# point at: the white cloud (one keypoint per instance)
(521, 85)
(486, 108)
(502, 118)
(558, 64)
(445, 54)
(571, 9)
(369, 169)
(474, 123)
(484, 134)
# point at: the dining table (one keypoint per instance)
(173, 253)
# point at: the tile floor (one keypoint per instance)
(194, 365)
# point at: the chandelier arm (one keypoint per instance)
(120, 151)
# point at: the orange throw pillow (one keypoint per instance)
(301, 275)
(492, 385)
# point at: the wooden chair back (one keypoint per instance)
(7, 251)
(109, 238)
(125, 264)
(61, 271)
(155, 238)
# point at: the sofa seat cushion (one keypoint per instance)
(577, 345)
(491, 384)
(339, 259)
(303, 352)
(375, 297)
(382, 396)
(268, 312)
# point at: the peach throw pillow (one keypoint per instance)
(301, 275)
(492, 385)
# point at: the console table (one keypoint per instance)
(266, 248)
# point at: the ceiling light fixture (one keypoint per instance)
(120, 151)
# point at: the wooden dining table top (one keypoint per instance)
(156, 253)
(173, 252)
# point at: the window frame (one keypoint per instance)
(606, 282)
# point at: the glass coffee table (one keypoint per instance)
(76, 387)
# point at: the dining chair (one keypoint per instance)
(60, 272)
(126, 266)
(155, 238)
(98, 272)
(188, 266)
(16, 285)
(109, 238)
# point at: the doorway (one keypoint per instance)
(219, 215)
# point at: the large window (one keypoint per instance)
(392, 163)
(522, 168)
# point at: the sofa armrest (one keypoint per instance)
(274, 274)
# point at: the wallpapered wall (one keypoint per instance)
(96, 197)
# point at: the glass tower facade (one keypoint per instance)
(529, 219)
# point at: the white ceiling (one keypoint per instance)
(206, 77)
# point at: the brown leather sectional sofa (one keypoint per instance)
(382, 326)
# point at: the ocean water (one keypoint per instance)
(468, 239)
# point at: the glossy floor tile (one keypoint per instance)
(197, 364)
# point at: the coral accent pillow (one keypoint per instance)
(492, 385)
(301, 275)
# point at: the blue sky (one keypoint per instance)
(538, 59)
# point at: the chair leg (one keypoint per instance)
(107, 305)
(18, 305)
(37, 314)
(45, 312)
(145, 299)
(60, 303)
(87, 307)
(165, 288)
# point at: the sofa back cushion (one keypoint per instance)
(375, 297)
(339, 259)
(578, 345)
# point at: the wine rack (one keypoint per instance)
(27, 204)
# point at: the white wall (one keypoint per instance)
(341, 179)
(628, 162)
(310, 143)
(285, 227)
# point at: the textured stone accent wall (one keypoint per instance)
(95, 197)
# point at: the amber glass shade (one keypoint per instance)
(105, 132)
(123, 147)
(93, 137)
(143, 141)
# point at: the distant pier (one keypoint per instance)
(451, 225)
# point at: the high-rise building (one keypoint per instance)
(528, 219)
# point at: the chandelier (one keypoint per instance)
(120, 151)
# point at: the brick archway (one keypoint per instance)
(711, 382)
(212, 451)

+---+

» **To do**
Please restate every record shown above, word for word.

» **Exercise answer**
# point at: the white cloud (one keypoint per instance)
(521, 85)
(486, 108)
(502, 118)
(558, 64)
(445, 54)
(571, 9)
(369, 169)
(474, 123)
(484, 134)
# point at: the dining table (one keypoint per instance)
(173, 253)
# point at: the tile floor (one keypoint per instance)
(194, 365)
# point at: the chandelier arm (one keypoint per instance)
(120, 151)
# point at: the orange throw pillow (one keypoint per instance)
(301, 275)
(492, 385)
# point at: the wooden chair back (one keypoint per instance)
(7, 251)
(109, 238)
(125, 264)
(61, 271)
(155, 238)
# point at: the sofa seat cushion (one keypoint per instance)
(577, 345)
(491, 384)
(339, 259)
(303, 352)
(375, 297)
(382, 396)
(268, 312)
# point at: the peach throw pillow (one keypoint per instance)
(301, 275)
(492, 385)
# point at: the console table (one keypoint per instance)
(266, 248)
# point at: the ceiling light fixture (one keypoint per instance)
(120, 151)
# point at: the wooden dining table top (one keypoint per instance)
(156, 253)
(173, 252)
# point at: the window frame (one keypoint per instance)
(606, 282)
# point at: the glass coffee table (one keypoint per instance)
(76, 387)
# point at: the dining chair (one keypoint per instance)
(60, 272)
(126, 266)
(155, 238)
(98, 272)
(188, 266)
(16, 285)
(109, 238)
# point at: the doorway (one keypoint per instance)
(219, 215)
# point at: the large window (one keypoint per instance)
(392, 163)
(522, 168)
# point at: the sofa armrest (one keypoint per instance)
(274, 274)
# point at: the wallpapered wall (one keypoint per instance)
(96, 197)
# point at: the glass tower facade (one keypoint per instance)
(529, 219)
# point at: the white ceiling (one keypoint per instance)
(206, 77)
# point at: the brown leather sectional sofa (one keypoint per instance)
(382, 326)
# point at: the ocean water (one keypoint per instance)
(468, 239)
# point at: the glossy floor tile (one keypoint per instance)
(197, 364)
# point at: the coral accent pillow (one keypoint per instance)
(492, 385)
(301, 275)
# point at: the blue sky (one keypoint per instance)
(538, 59)
# point at: the chair leg (one keypoint per instance)
(107, 305)
(18, 305)
(37, 314)
(45, 312)
(145, 299)
(60, 303)
(87, 307)
(165, 288)
# point at: the sofa back cushion (one keypoint per instance)
(375, 297)
(339, 259)
(578, 345)
# point at: the wine rack (one keypoint per instance)
(27, 204)
# point at: the white wall (one keypoint per instance)
(341, 179)
(628, 162)
(310, 143)
(285, 227)
# point at: the textured stone accent wall (one keypoint per instance)
(95, 197)
# point at: the amber glass shade (one keypoint per instance)
(105, 132)
(123, 147)
(93, 137)
(143, 141)
# point at: the distant pier (one keypoint per instance)
(451, 225)
# point at: the high-rise building (one keypoint per instance)
(528, 219)
# point at: the chandelier (one keypoint per instance)
(120, 151)
# point at: the brick archway (one keypoint per instance)
(711, 382)
(212, 451)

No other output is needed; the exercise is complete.